Give the entries again exactly, without pictures.

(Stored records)
%%
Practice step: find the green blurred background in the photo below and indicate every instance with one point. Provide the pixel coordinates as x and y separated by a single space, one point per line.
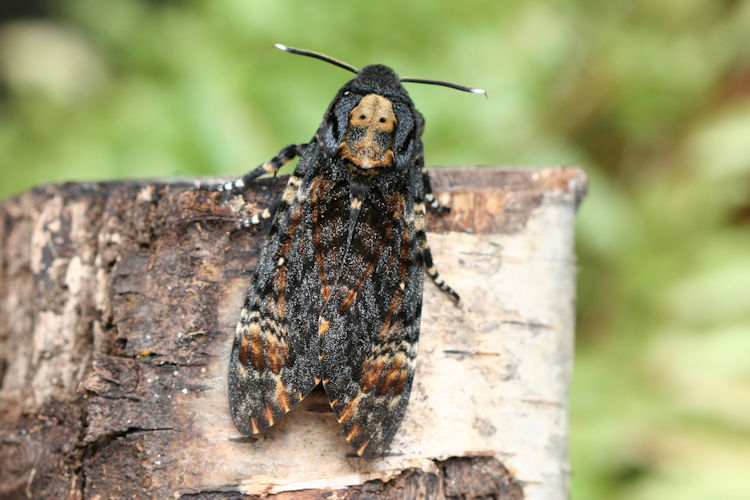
651 98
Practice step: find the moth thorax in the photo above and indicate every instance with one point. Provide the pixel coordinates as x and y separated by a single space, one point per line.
369 137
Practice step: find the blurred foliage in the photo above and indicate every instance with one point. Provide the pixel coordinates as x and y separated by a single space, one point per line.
652 98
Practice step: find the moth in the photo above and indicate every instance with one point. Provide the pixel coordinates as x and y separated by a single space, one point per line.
336 297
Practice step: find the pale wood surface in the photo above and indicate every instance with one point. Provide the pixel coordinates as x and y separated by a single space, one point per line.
118 304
%%
> **SOLUTION TO THE PROBLEM**:
Practice step: find the green blurred background in the photo below and indicate every instance with one point. Provide the pixel coordinates as x and y separated by a single space, one point per line.
651 98
Practice step: find the moth thorax in the photo above and indicate every instance with one point. Provide the pixel coordinates as x and y separated by a single space, one point per line.
369 137
Practice step: find the blurred foliage in the photo above and indicate every instance with one point. Provide the pixel coordinates as x and y separated by a single space, one point per line.
652 98
Practice step: find the moth in the photo above and indicate every instance with one point. Provide the pixel coordinates as x and y separated by a single space, one point per line.
336 297
Practice step: find the pale wood surface in the photo above and indicate every instance with one point. Provide the pixel coordinates as x and y separated by a single space, one point per line.
118 304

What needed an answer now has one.